Consigne A ->
Modifiez l'extrait sur Emmanuel Macron : reproduisez le passage de "Le président français" à "partisane en 2009." en remplaçant "Rothschild" par "Lazard".
Consigne B ->
Convertissez en CSV à deux colonnes, entree et sortie, les lignes de données depuis leur début jusqu'à la ligne contenant "[171,192,531,453]" incluse. Chaque texte, accompagné de la ou des réponses qui le suivent, forme une ligne CSV, avec chaque champ entre guillemets et les sauts de ligne remplacés par des espaces.

:: Extrait du texte ::

Le président français élu depuis peu, Emmanuel Macron, est parvenu à maintenir cette opacité mieux que quiconque. D’où l’intérêt de tenter de répondre à la question : « Qui est-il ? » (vraiment). Disons d’emblée que la réponse soulève bien des désaccords. Non seulement entre ses partisans et ses adversaires, mais au sein de chacun des deux camps.

Que savons-nous de sa formation ? Qu’il a étudié dans deux des institutions d’élite du pays – Sciences Po et l’École nationale d’administration (ENA) – avec de brillants résultats.

À sa sortie de l’ENA, il a d’abord intégré l’administration, à l’Inspection générale des finances, avant de rejoindre le secteur privé en tant que banquier d’affaires à la compagnie Rothschild. Adhérent à cette époque du Parti socialiste (qui allait revenir au pouvoir en 2012 avec l’élection de François Hollande), il a abandonné toute affiliation partisane en 2009.

En 2014, lors de la formation de son second gouvernement, plus marqué à droite, Manuel Valls, le chef de file de la faction la plus « centriste » du Parti socialiste, a fait de Macron son ministre de l’économie. Sa mission était d’imprimer un virage néoclassique aux politiques publiques françaises. Macron (et Valls avec lui) n’aura que partiellement atteint cet objectif.

:::
:: Données affichées ::

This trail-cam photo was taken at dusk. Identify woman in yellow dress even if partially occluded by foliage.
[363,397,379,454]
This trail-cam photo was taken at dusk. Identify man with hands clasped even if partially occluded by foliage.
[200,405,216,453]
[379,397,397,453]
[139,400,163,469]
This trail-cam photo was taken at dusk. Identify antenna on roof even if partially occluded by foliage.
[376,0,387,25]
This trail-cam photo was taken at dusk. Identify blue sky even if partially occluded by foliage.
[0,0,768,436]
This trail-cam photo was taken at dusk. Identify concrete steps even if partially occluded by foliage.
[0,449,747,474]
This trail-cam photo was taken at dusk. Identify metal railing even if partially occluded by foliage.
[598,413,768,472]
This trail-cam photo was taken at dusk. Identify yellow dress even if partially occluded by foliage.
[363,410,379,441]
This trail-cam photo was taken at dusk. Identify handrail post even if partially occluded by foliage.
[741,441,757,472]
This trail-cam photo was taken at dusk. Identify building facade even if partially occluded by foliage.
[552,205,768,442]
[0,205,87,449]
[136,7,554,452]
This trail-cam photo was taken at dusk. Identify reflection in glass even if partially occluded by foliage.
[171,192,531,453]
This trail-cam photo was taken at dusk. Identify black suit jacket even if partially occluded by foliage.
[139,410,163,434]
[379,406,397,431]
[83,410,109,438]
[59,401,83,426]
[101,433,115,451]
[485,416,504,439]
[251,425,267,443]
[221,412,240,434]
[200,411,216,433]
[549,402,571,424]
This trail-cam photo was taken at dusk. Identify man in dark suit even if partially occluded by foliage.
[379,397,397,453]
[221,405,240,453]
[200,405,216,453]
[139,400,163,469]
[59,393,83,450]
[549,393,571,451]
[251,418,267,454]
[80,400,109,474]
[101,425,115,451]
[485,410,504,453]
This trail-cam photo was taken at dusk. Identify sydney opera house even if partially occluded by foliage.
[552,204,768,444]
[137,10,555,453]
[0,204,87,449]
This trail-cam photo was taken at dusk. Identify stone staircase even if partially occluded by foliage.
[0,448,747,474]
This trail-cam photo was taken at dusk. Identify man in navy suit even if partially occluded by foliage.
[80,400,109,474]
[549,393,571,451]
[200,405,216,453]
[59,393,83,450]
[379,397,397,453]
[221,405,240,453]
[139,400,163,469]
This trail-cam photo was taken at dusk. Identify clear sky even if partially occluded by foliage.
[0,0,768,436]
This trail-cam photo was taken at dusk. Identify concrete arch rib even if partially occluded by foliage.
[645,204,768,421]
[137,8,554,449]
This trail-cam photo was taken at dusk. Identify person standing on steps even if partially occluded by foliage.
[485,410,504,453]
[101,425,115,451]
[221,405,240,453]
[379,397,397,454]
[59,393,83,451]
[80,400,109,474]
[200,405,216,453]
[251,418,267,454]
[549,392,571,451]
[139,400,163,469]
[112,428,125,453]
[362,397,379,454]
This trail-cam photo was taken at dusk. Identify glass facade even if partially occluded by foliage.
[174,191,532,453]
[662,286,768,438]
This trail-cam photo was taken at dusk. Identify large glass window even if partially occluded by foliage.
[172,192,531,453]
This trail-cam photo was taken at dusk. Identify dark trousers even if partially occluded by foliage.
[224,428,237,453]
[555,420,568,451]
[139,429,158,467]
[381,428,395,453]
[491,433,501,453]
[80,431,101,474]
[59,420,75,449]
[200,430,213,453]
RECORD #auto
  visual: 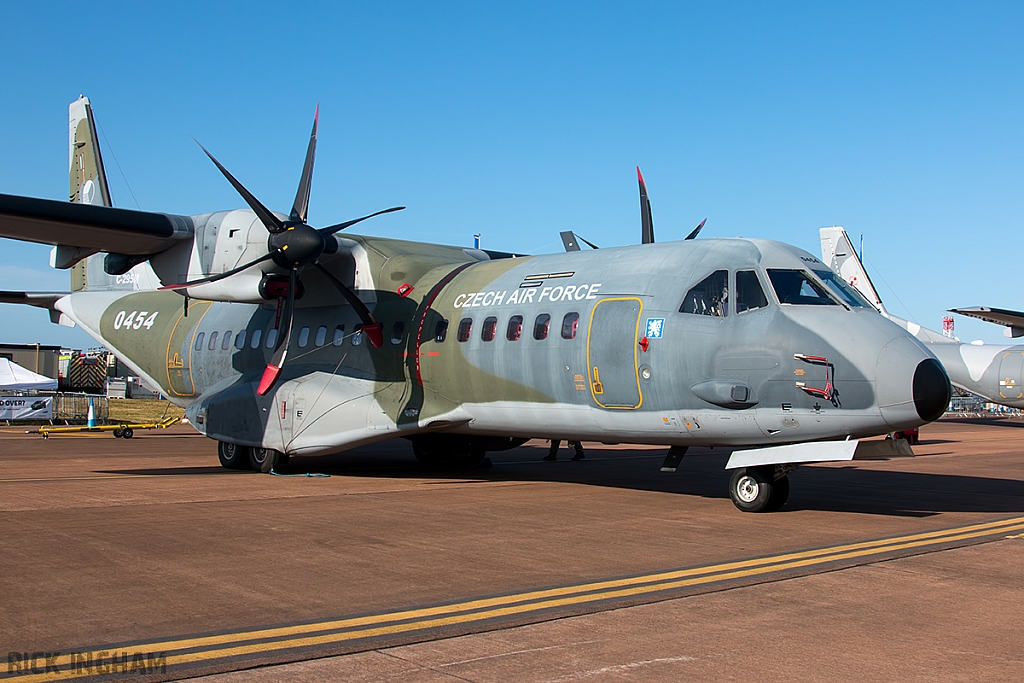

:::

Réponse rédigée A ->
Le président français élu depuis peu, Emmanuel Macron, est parvenu à maintenir cette opacité mieux que quiconque. D’où l’intérêt de tenter de répondre à la question : « Qui est-il ? » (vraiment). Disons d’emblée que la réponse soulève bien des désaccords. Non seulement entre ses partisans et ses adversaires, mais au sein de chacun des deux camps.

Que savons-nous de sa formation ? Qu’il a étudié dans deux des institutions d’élite du pays – Sciences Po et l’École nationale d’administration (ENA) – avec de brillants résultats.

À sa sortie de l’ENA, il a d’abord intégré l’administration, à l’Inspection générale des finances, avant de rejoindre le secteur privé en tant que banquier d’affaires à la compagnie Lazard. Adhérent à cette époque du Parti socialiste (qui allait revenir au pouvoir en 2012 avec l’élection de François Hollande), il a abandonné toute affiliation partisane en 2009.

Réponse rédigée B ->
entree,sortie
"This trail-cam photo was taken at dusk. Identify woman in yellow dress even if partially occluded by foliage.","[363,397,379,454]"
"This trail-cam photo was taken at dusk. Identify man with hands clasped even if partially occluded by foliage.","[200,405,216,453] [379,397,397,453] [139,400,163,469]"
"This trail-cam photo was taken at dusk. Identify antenna on roof even if partially occluded by foliage.","[376,0,387,25]"
"This trail-cam photo was taken at dusk. Identify blue sky even if partially occluded by foliage.","[0,0,768,436]"
"This trail-cam photo was taken at dusk. Identify concrete steps even if partially occluded by foliage.","[0,449,747,474]"
"This trail-cam photo was taken at dusk. Identify metal railing even if partially occluded by foliage.","[598,413,768,472]"
"This trail-cam photo was taken at dusk. Identify yellow dress even if partially occluded by foliage.","[363,410,379,441]"
"This trail-cam photo was taken at dusk. Identify handrail post even if partially occluded by foliage.","[741,441,757,472]"
"This trail-cam photo was taken at dusk. Identify building facade even if partially occluded by foliage.","[552,205,768,442] [0,205,87,449] [136,7,554,452]"
"This trail-cam photo was taken at dusk. Identify reflection in glass even if partially occluded by foliage.","[171,192,531,453]"